# Problem description
Set out the material below as a numbered list with blank lines omitted. Begin at the line that contains "Element lookup — where exactly is the text" and stop after the line that contains "xmin=121 ymin=606 xmax=167 ymax=670".

# Material to process

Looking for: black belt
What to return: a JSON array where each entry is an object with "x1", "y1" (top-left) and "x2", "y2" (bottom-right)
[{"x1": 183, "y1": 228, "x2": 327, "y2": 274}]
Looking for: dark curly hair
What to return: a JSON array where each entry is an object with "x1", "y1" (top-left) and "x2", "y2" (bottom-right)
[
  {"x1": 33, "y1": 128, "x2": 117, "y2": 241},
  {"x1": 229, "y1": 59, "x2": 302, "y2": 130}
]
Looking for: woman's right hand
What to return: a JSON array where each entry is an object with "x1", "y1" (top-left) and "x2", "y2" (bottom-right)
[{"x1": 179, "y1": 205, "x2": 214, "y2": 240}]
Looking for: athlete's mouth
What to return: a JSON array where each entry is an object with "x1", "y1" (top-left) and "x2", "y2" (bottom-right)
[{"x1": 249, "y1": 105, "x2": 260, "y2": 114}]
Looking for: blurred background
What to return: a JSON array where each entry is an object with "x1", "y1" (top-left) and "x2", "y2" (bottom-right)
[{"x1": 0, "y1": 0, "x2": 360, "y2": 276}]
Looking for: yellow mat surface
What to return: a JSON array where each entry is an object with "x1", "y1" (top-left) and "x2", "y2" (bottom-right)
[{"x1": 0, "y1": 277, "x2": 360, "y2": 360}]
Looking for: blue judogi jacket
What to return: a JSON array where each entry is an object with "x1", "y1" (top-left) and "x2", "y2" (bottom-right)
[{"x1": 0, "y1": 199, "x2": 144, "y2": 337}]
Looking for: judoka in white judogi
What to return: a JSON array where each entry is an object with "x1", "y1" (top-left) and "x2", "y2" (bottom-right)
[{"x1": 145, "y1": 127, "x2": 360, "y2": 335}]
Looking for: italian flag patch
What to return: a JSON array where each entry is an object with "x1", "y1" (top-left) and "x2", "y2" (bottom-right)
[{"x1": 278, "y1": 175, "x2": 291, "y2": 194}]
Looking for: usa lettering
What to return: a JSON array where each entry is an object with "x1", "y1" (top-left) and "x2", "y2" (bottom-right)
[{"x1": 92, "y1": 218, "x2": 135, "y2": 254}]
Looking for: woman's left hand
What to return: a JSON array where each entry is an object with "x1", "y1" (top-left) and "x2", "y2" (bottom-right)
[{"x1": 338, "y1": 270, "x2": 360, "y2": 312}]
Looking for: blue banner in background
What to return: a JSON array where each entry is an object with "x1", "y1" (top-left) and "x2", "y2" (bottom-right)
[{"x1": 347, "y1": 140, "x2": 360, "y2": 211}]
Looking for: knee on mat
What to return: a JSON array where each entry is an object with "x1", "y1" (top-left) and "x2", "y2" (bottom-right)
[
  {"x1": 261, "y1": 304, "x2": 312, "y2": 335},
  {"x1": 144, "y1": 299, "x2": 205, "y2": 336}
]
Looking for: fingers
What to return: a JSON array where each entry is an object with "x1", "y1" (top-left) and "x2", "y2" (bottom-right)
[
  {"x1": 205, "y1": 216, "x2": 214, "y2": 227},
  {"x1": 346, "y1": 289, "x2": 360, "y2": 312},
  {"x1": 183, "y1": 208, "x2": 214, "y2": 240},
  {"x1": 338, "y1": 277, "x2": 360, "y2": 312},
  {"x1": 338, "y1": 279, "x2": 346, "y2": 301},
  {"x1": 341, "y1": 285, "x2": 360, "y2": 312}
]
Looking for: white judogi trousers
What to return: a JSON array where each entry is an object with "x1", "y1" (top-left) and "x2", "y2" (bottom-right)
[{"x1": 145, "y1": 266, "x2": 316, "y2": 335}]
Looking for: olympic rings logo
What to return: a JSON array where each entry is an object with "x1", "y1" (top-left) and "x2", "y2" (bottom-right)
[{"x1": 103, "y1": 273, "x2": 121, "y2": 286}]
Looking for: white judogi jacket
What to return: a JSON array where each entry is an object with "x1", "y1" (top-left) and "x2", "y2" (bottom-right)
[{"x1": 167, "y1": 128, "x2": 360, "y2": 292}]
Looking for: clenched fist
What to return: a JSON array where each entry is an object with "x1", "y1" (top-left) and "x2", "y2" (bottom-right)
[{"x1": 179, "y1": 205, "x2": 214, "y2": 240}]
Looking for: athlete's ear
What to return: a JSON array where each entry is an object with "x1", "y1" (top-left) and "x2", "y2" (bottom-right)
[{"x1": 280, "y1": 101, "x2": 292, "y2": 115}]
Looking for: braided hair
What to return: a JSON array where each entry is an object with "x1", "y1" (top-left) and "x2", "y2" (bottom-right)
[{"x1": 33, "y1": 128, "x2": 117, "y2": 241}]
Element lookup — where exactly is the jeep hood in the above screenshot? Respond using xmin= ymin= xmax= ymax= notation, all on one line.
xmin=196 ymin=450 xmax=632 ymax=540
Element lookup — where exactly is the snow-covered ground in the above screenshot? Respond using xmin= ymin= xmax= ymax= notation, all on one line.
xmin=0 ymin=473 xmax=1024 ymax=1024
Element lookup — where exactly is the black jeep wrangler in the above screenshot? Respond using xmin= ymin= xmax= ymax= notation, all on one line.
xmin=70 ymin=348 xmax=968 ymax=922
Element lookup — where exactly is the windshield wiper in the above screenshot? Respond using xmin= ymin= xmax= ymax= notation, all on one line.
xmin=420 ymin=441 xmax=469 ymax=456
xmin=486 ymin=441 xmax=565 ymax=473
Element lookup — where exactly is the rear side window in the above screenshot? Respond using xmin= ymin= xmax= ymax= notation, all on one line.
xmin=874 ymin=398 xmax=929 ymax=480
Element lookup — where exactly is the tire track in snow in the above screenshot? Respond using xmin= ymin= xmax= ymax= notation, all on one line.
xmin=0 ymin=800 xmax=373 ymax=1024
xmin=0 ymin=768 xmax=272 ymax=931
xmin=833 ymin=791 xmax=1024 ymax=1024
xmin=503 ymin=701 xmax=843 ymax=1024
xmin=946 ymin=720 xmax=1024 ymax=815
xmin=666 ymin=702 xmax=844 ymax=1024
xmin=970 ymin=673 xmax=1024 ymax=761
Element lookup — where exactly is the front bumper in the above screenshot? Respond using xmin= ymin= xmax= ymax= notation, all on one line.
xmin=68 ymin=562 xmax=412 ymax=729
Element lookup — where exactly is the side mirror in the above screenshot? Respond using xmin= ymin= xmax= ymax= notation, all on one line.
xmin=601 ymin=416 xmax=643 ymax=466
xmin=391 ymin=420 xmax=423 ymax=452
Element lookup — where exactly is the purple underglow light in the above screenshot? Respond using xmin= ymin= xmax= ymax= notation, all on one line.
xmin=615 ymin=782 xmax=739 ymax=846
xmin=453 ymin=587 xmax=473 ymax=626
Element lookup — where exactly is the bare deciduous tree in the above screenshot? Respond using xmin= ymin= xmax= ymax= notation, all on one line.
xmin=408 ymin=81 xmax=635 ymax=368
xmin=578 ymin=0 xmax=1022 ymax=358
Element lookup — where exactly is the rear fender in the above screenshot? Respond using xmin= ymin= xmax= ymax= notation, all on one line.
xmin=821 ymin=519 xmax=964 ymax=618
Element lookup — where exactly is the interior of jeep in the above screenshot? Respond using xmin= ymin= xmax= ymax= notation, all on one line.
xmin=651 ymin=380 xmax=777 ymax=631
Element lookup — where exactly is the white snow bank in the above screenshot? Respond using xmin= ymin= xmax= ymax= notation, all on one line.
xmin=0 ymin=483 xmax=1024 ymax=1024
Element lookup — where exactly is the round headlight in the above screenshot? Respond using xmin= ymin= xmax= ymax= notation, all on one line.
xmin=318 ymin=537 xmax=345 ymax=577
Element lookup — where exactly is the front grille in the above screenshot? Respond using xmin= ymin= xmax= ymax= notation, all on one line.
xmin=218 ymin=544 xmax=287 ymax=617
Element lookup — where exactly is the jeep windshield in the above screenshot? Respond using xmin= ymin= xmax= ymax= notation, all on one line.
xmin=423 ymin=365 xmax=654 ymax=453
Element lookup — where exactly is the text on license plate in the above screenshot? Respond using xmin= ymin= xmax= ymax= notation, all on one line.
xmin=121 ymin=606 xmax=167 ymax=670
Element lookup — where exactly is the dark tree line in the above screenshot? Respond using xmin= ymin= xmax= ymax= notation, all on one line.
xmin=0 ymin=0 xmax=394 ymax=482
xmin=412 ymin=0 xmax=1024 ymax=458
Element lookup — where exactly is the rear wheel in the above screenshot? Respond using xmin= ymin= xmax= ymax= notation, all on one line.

# Solution below
1. Element lookup — where exactly is the text on license plate in the above screenshot? Respond using xmin= ymin= xmax= ymax= notation, all on one line.
2. xmin=121 ymin=606 xmax=167 ymax=670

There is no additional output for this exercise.